#### SOURCE DATA
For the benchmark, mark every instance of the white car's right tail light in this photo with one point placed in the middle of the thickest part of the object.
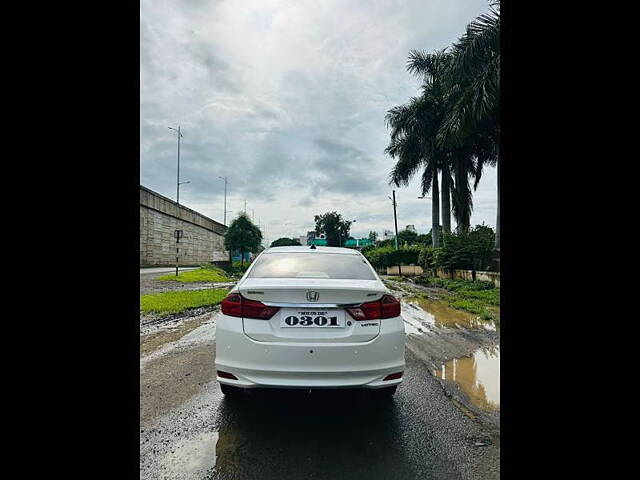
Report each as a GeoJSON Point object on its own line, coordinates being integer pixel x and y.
{"type": "Point", "coordinates": [387, 307]}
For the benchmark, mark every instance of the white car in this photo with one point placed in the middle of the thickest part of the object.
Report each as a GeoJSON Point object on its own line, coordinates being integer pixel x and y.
{"type": "Point", "coordinates": [310, 317]}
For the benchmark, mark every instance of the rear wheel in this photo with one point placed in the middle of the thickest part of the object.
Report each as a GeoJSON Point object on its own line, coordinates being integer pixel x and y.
{"type": "Point", "coordinates": [386, 392]}
{"type": "Point", "coordinates": [230, 391]}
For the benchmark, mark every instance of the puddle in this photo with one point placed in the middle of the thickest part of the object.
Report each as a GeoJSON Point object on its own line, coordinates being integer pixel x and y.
{"type": "Point", "coordinates": [478, 376]}
{"type": "Point", "coordinates": [438, 313]}
{"type": "Point", "coordinates": [199, 456]}
{"type": "Point", "coordinates": [192, 458]}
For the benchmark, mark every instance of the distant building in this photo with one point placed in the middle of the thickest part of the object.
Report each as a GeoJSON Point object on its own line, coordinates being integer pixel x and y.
{"type": "Point", "coordinates": [358, 243]}
{"type": "Point", "coordinates": [311, 236]}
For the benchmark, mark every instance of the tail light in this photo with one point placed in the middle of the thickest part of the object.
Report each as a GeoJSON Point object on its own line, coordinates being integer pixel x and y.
{"type": "Point", "coordinates": [235, 305]}
{"type": "Point", "coordinates": [387, 307]}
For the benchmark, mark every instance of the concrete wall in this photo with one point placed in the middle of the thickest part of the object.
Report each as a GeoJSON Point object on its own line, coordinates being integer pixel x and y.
{"type": "Point", "coordinates": [160, 216]}
{"type": "Point", "coordinates": [407, 270]}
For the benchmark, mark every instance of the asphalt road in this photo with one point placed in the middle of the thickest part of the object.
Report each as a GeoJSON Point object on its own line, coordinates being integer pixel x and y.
{"type": "Point", "coordinates": [189, 430]}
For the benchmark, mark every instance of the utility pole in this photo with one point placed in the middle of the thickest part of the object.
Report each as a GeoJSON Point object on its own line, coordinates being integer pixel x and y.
{"type": "Point", "coordinates": [395, 220]}
{"type": "Point", "coordinates": [225, 199]}
{"type": "Point", "coordinates": [178, 176]}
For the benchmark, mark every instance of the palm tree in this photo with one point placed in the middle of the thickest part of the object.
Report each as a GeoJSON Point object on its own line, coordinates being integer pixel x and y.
{"type": "Point", "coordinates": [414, 127]}
{"type": "Point", "coordinates": [460, 159]}
{"type": "Point", "coordinates": [473, 115]}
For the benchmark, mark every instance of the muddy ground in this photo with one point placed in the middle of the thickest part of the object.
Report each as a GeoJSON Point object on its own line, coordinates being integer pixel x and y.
{"type": "Point", "coordinates": [430, 429]}
{"type": "Point", "coordinates": [149, 283]}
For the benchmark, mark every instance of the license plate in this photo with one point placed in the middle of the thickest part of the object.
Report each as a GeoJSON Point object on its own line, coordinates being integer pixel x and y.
{"type": "Point", "coordinates": [293, 318]}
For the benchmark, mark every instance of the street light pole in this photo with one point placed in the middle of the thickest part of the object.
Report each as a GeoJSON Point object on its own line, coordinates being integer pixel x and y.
{"type": "Point", "coordinates": [225, 199]}
{"type": "Point", "coordinates": [395, 221]}
{"type": "Point", "coordinates": [178, 176]}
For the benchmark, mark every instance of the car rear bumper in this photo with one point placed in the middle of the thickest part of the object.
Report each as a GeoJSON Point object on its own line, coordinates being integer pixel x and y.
{"type": "Point", "coordinates": [308, 365]}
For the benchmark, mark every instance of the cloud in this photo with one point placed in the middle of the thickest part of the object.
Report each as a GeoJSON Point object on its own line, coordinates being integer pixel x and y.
{"type": "Point", "coordinates": [287, 99]}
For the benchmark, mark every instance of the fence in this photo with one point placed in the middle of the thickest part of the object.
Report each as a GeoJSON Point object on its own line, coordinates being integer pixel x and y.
{"type": "Point", "coordinates": [411, 270]}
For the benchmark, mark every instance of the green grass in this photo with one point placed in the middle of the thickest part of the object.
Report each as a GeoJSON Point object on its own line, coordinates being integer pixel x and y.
{"type": "Point", "coordinates": [479, 298]}
{"type": "Point", "coordinates": [167, 303]}
{"type": "Point", "coordinates": [205, 274]}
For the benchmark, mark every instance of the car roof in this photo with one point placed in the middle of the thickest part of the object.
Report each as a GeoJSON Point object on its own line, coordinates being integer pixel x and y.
{"type": "Point", "coordinates": [317, 250]}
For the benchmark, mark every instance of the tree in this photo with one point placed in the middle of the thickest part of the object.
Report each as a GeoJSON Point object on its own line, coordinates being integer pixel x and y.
{"type": "Point", "coordinates": [457, 160]}
{"type": "Point", "coordinates": [285, 242]}
{"type": "Point", "coordinates": [407, 236]}
{"type": "Point", "coordinates": [424, 239]}
{"type": "Point", "coordinates": [335, 228]}
{"type": "Point", "coordinates": [470, 250]}
{"type": "Point", "coordinates": [414, 128]}
{"type": "Point", "coordinates": [243, 236]}
{"type": "Point", "coordinates": [474, 111]}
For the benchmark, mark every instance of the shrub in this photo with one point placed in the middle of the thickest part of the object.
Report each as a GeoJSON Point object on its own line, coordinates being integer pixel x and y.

#### GIVEN EXERCISE
Give all the entries again exactly, dropping each picture.

#### FINISHED ANSWER
For the benchmark, mark every instance of the white car's right tail light in this photo with one point placed in the middle of the thickest part of the object.
Report each as a GeoJSON Point object on its own line, coordinates being integer pixel x and y.
{"type": "Point", "coordinates": [387, 307]}
For the benchmark, mark every instance of the white car in this photo with one point placed in the middle of the thickest part of the object.
Report each as a GeoJSON Point object on its own line, coordinates being integer pixel x and y.
{"type": "Point", "coordinates": [310, 317]}
For the benchmark, mark every instance of the rear wheel in this photo with one point placed in the middle of the thickest part of the object.
Report each as a GeoJSON Point object on its own line, coordinates being integer pixel x and y.
{"type": "Point", "coordinates": [386, 392]}
{"type": "Point", "coordinates": [230, 391]}
For the benchmark, mark every instance of the puddle in this photo with one point placed in the middle of the thickest part of the object.
Report each as a GeoJSON Point object on its own line, coordinates being integer pixel x and y.
{"type": "Point", "coordinates": [478, 376]}
{"type": "Point", "coordinates": [438, 313]}
{"type": "Point", "coordinates": [199, 456]}
{"type": "Point", "coordinates": [192, 458]}
For the benchmark, mark every instance of the distant building in this photo with one point placed in the middle of the thickest part of the object.
Report each as a GeoJSON Point object on its own line, coordinates being integer pixel x and y.
{"type": "Point", "coordinates": [358, 243]}
{"type": "Point", "coordinates": [311, 236]}
For the benchmark, mark every instance of the tail light in this photo with one point placed in the middle of the thickest part of the object.
Report each as a GeoJSON Point object on its own line, coordinates being integer pixel x and y.
{"type": "Point", "coordinates": [235, 305]}
{"type": "Point", "coordinates": [387, 307]}
For the benchmark, mark every instance of the concrete wall in this photo with one point placed in the middle of the thickest part of the object.
Report each as a GeoJSON Point object on its own line, coordinates being integer pixel x and y.
{"type": "Point", "coordinates": [160, 216]}
{"type": "Point", "coordinates": [407, 270]}
For the benchmark, mark every instance of the asphalt road in this photo with one point placed in the middle of the thickest part of the object.
Report each as a GeoJSON Point object on its own line, coordinates being integer pixel x and y.
{"type": "Point", "coordinates": [189, 430]}
For the benchmark, mark every instance of the utility pole in this photo with one point placed in the middle of the thickest part of the object.
Report each as a GeoJSON Point object on its own line, coordinates being integer pixel x and y.
{"type": "Point", "coordinates": [395, 220]}
{"type": "Point", "coordinates": [225, 199]}
{"type": "Point", "coordinates": [178, 176]}
For the benchmark, mark every instance of the palm tree in this photo with one point placed in the middle of the thickest part of the object.
Report each as a GeoJSON Point object on its own line, coordinates being integer pixel x and y.
{"type": "Point", "coordinates": [414, 127]}
{"type": "Point", "coordinates": [460, 159]}
{"type": "Point", "coordinates": [473, 115]}
For the benchmark, mark every instance of the muddy ground in this photo with one point placed in the middle of the thickest part of the object.
Report each as a GeoJSON Point object on its own line, coordinates being integer pixel x and y.
{"type": "Point", "coordinates": [430, 429]}
{"type": "Point", "coordinates": [149, 283]}
For the benchmark, mark every instance of the license plate in this photo with one point placed in the middle of the thickest part of the object.
Report each as a GeoJSON Point object on its own line, coordinates being integer pixel x and y.
{"type": "Point", "coordinates": [293, 318]}
For the benchmark, mark every instance of the street light pole in this photo with one point placed in the middle of the thickest part of the object.
Report each as a GeoJSON Point object on its own line, coordinates being integer pixel x and y.
{"type": "Point", "coordinates": [225, 199]}
{"type": "Point", "coordinates": [395, 221]}
{"type": "Point", "coordinates": [178, 176]}
For the benchmark, mark every instance of the car rear bumper in this photo with one point placed in the middle of the thickest part of the object.
Report each as a GeoJSON Point object on its own line, coordinates being integer pixel x and y.
{"type": "Point", "coordinates": [308, 365]}
For the benchmark, mark every instance of the cloud in this photo with one point placed in the middle of the thickest part of the object.
Report each as a GeoJSON Point object on its own line, coordinates being integer pixel x and y.
{"type": "Point", "coordinates": [287, 99]}
For the benchmark, mark every instance of the fence in this photo with one point placed in the middle of the thickest part of the object.
Report each as a GeoJSON Point object on its own line, coordinates being integer pixel x and y.
{"type": "Point", "coordinates": [411, 270]}
For the benchmark, mark every instance of the green grass in this photo with one point placed in the middle of the thickest part of the object.
Report each as a GeoJSON Point object on its own line, coordinates being integer pixel x and y.
{"type": "Point", "coordinates": [479, 298]}
{"type": "Point", "coordinates": [167, 303]}
{"type": "Point", "coordinates": [205, 274]}
For the benchmark, mark every instance of the car roof in this photo with one point placed in the middle of the thickest part of the object.
Report each as a GeoJSON Point object on its own line, coordinates being integer pixel x and y.
{"type": "Point", "coordinates": [317, 250]}
For the benchmark, mark every instance of the tree in this photo with one point placed in the middle of the thickest part of the object.
Report each as a GeoJSON Point object on its own line, coordinates being integer pixel x and y.
{"type": "Point", "coordinates": [457, 160]}
{"type": "Point", "coordinates": [285, 242]}
{"type": "Point", "coordinates": [407, 236]}
{"type": "Point", "coordinates": [424, 239]}
{"type": "Point", "coordinates": [335, 228]}
{"type": "Point", "coordinates": [470, 250]}
{"type": "Point", "coordinates": [414, 128]}
{"type": "Point", "coordinates": [243, 236]}
{"type": "Point", "coordinates": [474, 111]}
For the benchmark, mark every instance of the shrub in this photo with one point placed in the middle of the thickest part of the object.
Report each as a GeoJSON Point object on its own line, coordinates being integer pixel x and y.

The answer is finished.